▶ **Brano riportato**
Facebook - Cassazione Penale: sì al riconoscimento dell’autore di un reato tramite Facebook
La Corte di Cassazione, con una recentissima sentenza, ha dichiarato l’attendibilità dell’individuazione dell’autore di un reato tramite il social network Facebook.
Il caso
Nel caso in esame, l’imputato aveva proposto ricorso per Cassazione in merito alla pronuncia della sentenza di condanna della Corte di Appello di Milano che, confermando quanto disposto dal Tribunale di Monza, aveva ritenuto il ricorrente responsabile dei reati di concorso in rapina e porto d’armi, condannando l’imputato alla pena di giustizia.

▶ **Le voci**
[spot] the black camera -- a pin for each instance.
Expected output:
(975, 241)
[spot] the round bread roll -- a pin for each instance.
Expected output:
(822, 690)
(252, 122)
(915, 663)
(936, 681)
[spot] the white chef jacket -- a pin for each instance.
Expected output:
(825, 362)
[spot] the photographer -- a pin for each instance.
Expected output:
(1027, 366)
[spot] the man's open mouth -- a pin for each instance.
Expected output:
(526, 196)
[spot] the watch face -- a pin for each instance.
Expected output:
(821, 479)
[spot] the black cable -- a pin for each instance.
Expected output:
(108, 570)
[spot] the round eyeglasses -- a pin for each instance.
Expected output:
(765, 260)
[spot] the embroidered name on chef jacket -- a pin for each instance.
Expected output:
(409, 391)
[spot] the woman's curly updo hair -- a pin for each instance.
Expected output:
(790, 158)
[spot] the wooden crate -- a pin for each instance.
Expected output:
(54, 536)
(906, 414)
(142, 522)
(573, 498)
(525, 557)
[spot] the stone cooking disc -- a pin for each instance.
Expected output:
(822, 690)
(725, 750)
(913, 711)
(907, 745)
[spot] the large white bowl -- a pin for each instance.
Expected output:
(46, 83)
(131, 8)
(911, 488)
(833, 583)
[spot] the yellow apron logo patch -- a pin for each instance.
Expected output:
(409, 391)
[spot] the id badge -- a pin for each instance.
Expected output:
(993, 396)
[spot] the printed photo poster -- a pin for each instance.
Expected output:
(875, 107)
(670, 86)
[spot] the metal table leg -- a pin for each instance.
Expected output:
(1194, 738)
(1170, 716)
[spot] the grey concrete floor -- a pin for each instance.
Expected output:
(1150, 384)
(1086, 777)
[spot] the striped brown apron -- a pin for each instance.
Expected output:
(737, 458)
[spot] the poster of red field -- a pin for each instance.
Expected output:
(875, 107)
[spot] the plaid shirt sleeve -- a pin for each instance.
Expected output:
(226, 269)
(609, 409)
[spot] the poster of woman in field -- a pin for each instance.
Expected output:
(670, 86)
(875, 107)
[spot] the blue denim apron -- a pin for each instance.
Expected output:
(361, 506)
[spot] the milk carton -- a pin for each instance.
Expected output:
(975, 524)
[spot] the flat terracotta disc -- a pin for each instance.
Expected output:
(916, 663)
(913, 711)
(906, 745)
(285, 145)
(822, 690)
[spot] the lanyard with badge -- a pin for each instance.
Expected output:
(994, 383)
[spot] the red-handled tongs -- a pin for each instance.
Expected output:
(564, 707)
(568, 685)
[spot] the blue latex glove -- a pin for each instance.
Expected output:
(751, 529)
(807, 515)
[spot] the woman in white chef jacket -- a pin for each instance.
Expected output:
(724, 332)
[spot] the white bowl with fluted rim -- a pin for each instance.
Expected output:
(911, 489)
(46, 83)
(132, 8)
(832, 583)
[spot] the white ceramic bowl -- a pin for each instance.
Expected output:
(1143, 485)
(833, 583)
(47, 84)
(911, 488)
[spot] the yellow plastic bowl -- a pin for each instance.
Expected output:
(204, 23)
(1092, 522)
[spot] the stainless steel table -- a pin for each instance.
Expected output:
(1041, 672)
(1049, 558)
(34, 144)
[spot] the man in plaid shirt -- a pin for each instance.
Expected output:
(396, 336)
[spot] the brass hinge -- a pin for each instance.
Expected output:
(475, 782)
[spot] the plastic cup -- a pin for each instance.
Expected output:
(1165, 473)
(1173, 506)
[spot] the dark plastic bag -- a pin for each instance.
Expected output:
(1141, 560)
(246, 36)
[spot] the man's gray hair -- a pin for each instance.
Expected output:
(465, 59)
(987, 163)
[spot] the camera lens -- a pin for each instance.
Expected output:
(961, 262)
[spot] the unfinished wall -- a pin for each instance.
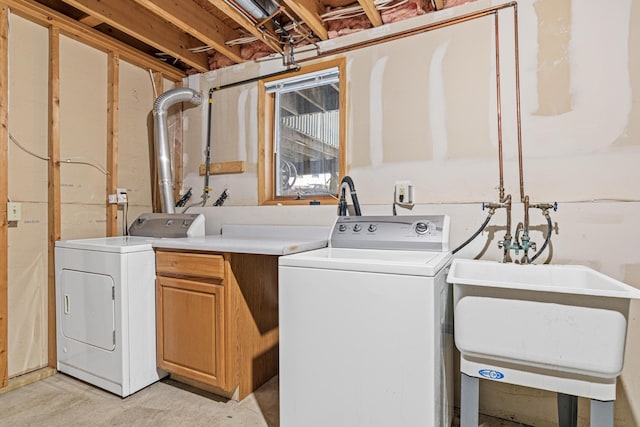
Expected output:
(424, 109)
(28, 185)
(83, 139)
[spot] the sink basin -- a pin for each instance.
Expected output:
(550, 321)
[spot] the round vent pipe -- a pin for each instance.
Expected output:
(163, 152)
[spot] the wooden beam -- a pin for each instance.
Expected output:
(224, 168)
(193, 19)
(242, 20)
(4, 191)
(35, 12)
(90, 21)
(309, 11)
(146, 26)
(54, 184)
(372, 12)
(113, 107)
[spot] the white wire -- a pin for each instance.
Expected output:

▶ **Compiti da svolgere**
#1 Mostra ogni riga delle voci che contiene la parola "poster", tenendo conto di maiuscole e minuscole.
#2 Scrivi il seguito del brano sulla sentenza della Cassazione, partendo dopo la sua ultima frase.

▶ **Risposte per compito**
#1
[spot] the printed photo poster -- a pin for each instance.
[spot] the poster of red field -- a pin for each instance.
[spot] the poster of woman in field -- a pin for each instance.

#2
Il ricorso era basato su tre motivi:
1. “mancanza ed illogicità della motivazione in ordine dal profilo della identificazione del ricorrente quale autore della rapina in danno della persona offesa”. L’imputato lamentava che la motivazione era del tutto carente ed illogica nella parte in cui i giudici di merito avevano ritenuto valida la propria identificazione tramite Facebook e senza alcun successivo riconoscimento;
2. difetto di motivazione in relazione alla responsabilità per il reato di cui all’articolo 4 della Legge 110/1975 (porto di armi od oggetti atti ad offendere), riconosciuto in capo all’imputato;
3. violazione e falsa applicazione di legge e difetto di motivazione in relazione al mancato riconoscimento della circostanza attenuante ex articolo 114 del codice penale.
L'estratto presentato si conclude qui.